#### Challenge 1:
Edit the Bruno de Cessole text from "Bruno de Cessole (born" to "body of work.", changing "Le Figaro" to "Le Monde" and otherwise keeping the wording unchanged.
#### Challenge 2:
Using the Bruno de Cessole text, answer these questions:
(a) In which city was he born?
(b) Which of his novels won the prix des Deux Magots in 2009?
(c) What award did he receive from the Académie française in 2015?

#### Selected text:
####

= Bruno de Cessole =

French writer and literary critic

Bruno de Cessole (born 23 August 1950 in Nice) is a French writer and literary critic.

== Biography ==
The son of General Raymond de Cessole and Françoise Laubiès, Bruno de Cessole is a journalist for Le Figaro, L'Express, Le Point, a literary critic at Les Nouvelles littéraires and Les Lettres Françaises, as well as director of the Revue des deux Mondes.

He was then editor-in-chief of Jours de Chasse and of the cultural department of Valeurs actuelles, and collaborated with the Service littéraire.

In 2009, his novel L'Heure de la fermeture dans les jardins d'Occident won the prix des Deux Magots.

In 2015, he was awarded the Prix Henri-Gal for Literature of the Académie française for his entire body of work.

####

Raw entries:
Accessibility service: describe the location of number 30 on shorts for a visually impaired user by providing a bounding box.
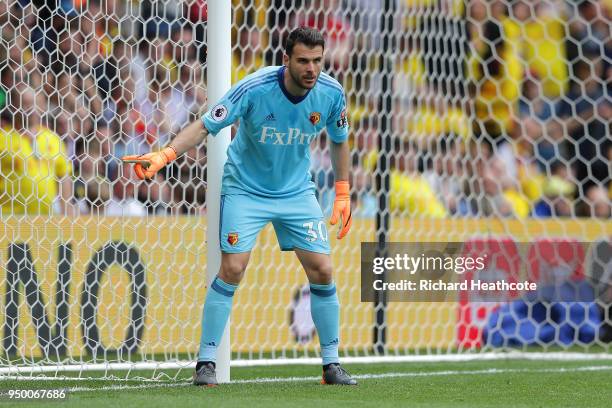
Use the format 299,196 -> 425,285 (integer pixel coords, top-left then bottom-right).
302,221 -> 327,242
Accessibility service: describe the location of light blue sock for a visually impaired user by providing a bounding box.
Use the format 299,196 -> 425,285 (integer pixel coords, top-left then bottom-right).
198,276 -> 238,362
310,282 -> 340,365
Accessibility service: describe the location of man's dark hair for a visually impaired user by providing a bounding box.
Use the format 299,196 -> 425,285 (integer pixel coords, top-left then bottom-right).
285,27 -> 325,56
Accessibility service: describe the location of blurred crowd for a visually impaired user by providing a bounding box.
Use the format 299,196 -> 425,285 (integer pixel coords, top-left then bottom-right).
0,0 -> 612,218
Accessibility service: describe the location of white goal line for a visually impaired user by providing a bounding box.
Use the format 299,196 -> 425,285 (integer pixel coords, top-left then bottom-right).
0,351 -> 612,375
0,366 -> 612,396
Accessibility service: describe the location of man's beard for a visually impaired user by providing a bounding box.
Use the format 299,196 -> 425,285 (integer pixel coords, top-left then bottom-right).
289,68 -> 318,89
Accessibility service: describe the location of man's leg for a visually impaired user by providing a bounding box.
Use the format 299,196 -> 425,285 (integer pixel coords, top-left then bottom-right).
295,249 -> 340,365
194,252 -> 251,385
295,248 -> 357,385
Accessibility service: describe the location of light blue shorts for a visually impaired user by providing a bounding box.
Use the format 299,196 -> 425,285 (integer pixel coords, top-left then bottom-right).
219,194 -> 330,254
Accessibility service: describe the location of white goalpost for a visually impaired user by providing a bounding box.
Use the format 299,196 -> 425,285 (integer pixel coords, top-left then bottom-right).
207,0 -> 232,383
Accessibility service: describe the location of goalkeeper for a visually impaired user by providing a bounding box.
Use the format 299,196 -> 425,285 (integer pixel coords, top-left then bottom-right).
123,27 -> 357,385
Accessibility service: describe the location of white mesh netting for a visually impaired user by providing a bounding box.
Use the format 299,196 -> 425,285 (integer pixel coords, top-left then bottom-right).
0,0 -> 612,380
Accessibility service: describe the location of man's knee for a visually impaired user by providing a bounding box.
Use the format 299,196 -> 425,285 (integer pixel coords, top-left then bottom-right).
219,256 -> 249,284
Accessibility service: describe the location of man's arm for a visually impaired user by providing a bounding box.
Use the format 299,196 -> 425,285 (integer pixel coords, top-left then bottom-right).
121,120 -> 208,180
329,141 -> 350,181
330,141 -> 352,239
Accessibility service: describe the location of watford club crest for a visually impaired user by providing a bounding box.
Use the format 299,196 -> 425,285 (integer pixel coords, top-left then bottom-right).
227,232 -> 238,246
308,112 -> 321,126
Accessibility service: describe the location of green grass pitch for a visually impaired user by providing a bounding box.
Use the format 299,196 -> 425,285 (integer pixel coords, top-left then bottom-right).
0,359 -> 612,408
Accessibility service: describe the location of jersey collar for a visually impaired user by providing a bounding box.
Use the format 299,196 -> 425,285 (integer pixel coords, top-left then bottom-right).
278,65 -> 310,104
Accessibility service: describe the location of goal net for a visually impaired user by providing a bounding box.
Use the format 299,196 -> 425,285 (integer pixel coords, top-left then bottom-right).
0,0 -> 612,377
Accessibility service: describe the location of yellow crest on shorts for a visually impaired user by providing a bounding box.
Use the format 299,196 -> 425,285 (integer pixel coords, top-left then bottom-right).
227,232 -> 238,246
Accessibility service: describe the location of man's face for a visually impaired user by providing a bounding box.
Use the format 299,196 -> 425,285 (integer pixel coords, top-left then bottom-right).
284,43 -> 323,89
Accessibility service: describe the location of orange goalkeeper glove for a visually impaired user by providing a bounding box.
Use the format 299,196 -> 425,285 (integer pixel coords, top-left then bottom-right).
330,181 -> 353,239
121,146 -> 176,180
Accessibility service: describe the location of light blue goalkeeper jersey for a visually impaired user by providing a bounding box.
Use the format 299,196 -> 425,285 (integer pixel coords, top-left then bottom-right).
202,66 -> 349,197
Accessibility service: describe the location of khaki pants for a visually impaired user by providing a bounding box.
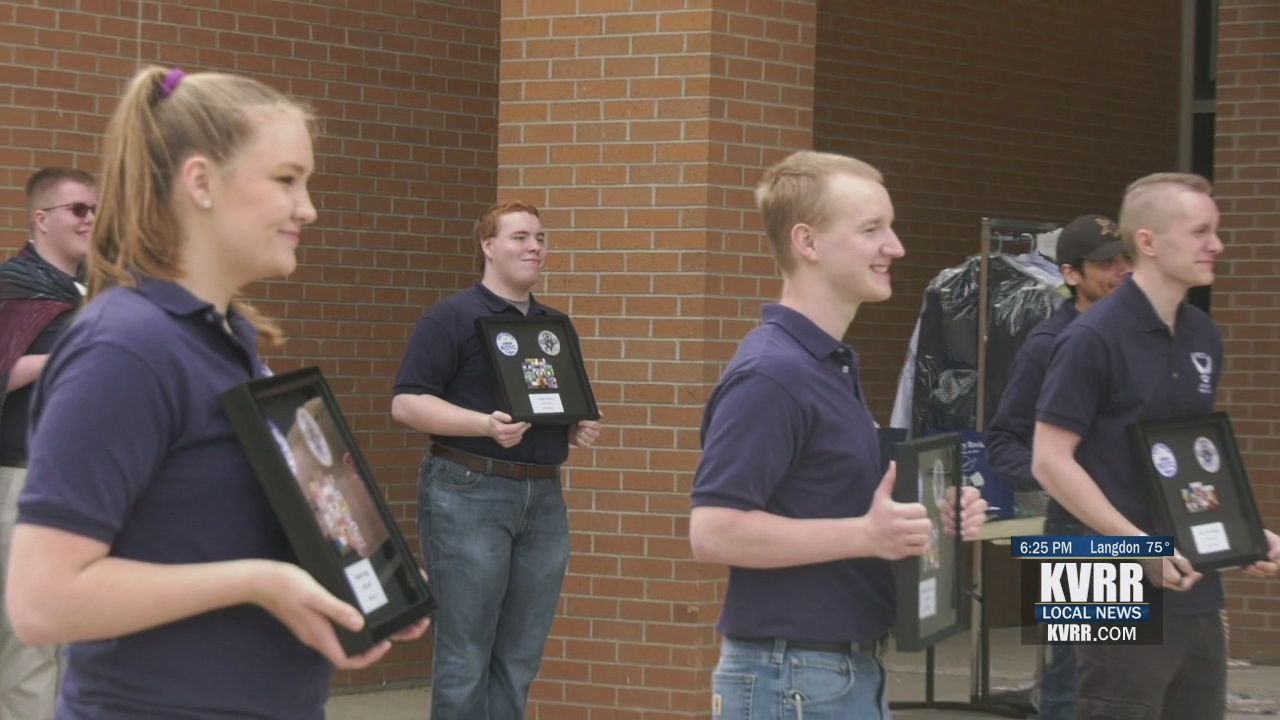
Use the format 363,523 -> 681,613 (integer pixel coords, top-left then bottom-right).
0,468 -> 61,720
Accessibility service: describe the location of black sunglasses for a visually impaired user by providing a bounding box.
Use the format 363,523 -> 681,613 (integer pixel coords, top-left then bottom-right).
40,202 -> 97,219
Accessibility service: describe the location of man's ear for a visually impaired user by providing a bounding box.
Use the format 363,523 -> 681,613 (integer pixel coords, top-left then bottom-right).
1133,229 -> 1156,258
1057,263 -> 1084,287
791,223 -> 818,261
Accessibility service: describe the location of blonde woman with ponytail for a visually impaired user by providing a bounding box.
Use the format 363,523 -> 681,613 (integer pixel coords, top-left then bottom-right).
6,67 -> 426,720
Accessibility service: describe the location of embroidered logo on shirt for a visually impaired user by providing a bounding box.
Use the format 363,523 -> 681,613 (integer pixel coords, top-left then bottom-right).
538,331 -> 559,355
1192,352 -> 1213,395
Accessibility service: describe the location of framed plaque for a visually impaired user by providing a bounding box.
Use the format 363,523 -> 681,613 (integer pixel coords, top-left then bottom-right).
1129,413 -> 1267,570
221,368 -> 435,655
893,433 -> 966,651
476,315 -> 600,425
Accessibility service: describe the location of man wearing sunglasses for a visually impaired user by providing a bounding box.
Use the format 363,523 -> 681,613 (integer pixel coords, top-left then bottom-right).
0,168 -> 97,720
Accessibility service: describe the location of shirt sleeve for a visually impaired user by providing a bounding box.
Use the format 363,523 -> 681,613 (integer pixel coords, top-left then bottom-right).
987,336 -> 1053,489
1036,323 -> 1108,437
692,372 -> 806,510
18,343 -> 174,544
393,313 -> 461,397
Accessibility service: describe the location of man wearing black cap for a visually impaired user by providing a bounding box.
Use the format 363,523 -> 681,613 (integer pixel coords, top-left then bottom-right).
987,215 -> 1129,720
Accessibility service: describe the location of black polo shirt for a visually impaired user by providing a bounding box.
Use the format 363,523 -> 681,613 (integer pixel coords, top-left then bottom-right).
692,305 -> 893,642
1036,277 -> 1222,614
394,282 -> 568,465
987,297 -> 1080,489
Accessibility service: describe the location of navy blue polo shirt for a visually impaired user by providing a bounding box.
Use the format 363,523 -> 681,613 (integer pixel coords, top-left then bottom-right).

####

#### Exercise answer 1:
Bruno de Cessole (born 23 August 1950 in Nice) is a French writer and literary critic.

== Biography ==
The son of General Raymond de Cessole and Françoise Laubiès, Bruno de Cessole is a journalist for Le Monde, L'Express, Le Point, a literary critic at Les Nouvelles littéraires and Les Lettres Françaises, as well as director of the Revue des deux Mondes.

He was then editor-in-chief of Jours de Chasse and of the cultural department of Valeurs actuelles, and collaborated with the Service littéraire.

In 2009, his novel L'Heure de la fermeture dans les jardins d'Occident won the prix des Deux Magots.

In 2015, he was awarded the Prix Henri-Gal for Literature of the Académie française for his entire body of work.

#### Exercise answer 2:
(a) Nice
(b) L'Heure de la fermeture dans les jardins d'Occident
(c) The Prix Henri-Gal for Literature, awarded for his entire body of work